Text excerpt ▸
_ _ _ _ _
You are viewing a plain text version of this content. The canonical link for it is here.
Posted to issues-all@impala.apache.org by "Quanlong Huang (Jira)" <ji...@apache.org> on 2023/06/25 23:58:00 UTC
[jira] [Commented] (IMPALA-11725) Query result incorrect when querying and filtering NULL values of sub-query
[ https://issues.apache.org/jira/browse/IMPALA-11725?page=com.atlassian.jira.plugin.system.issuetabpanels:comment-tabpanel&focusedCommentId=17736940#comment-17736940 ]
Quanlong Huang commented on IMPALA-11725:
-----------------------------------------
I can still reproduce this in the master branch. I think the bug is due to predicate "aid = bid" is not enforced in the outermost query block. We should copy it into the inlineview instead of migrating it (pushing it down).
[~Yuchen Fan] [~tangzhi] Do you want to work on this?
_ _ _ _ _
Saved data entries
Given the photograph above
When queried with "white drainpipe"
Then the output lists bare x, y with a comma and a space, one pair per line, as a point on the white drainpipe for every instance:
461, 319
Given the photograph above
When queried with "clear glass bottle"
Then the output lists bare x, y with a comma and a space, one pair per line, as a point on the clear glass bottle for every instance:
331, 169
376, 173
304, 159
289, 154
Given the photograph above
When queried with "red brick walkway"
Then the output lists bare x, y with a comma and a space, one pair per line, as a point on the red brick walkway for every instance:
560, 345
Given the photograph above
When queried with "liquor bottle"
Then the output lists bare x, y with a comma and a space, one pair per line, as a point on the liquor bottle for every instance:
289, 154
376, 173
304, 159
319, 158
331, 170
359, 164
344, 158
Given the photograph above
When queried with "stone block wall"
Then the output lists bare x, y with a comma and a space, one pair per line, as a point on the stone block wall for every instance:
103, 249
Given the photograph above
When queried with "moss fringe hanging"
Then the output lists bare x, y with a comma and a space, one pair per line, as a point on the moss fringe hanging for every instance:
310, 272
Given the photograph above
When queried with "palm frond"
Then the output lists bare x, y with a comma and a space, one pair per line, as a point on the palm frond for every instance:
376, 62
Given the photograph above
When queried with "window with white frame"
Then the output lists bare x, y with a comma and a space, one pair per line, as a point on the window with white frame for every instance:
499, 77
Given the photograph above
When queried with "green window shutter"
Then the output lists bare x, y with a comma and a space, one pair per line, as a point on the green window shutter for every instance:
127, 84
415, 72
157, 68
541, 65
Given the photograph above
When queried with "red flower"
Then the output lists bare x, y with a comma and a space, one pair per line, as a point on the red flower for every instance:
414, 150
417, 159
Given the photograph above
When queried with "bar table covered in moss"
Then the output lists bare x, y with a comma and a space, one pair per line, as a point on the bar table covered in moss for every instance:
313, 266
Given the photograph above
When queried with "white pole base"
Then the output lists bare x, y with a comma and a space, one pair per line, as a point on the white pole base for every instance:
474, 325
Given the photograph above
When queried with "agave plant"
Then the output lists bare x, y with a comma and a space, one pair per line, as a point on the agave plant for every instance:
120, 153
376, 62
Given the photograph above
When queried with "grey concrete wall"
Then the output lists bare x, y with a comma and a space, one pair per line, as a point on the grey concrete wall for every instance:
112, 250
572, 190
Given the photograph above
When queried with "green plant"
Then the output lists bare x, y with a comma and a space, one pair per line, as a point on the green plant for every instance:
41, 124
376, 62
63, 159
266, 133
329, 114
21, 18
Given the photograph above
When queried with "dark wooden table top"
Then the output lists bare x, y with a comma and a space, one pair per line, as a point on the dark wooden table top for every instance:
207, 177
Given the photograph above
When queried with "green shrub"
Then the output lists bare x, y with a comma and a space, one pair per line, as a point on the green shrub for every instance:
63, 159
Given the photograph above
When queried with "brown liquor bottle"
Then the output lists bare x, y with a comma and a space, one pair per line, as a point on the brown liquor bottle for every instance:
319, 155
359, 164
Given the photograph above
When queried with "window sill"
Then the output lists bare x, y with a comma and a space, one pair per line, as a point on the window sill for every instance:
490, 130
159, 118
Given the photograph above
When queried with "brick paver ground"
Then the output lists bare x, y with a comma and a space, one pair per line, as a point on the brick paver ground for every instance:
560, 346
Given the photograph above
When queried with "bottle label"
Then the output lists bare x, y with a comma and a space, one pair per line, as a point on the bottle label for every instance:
_ _ _ _ _
Please echo the Jira comment on the incorrect query result issue word for word, from start to finish.

Exercise solution ▸
You are viewing a plain text version of this content. The canonical link for it is here.
Posted to issues-all@impala.apache.org by "Quanlong Huang (Jira)" <ji...@apache.org> on 2023/06/25 23:58:00 UTC
[jira] [Commented] (IMPALA-11725) Query result incorrect when querying and filtering NULL values of sub-query
[ https://issues.apache.org/jira/browse/IMPALA-11725?page=com.atlassian.jira.plugin.system.issuetabpanels:comment-tabpanel&focusedCommentId=17736940#comment-17736940 ]
Quanlong Huang commented on IMPALA-11725:
-----------------------------------------
I can still reproduce this in the master branch. I think the bug is due to predicate "aid = bid" is not enforced in the outermost query block. We should copy it into the inlineview instead of migrating it (pushing it down).
[~Yuchen Fan] [~tangzhi] Do you want to work on this?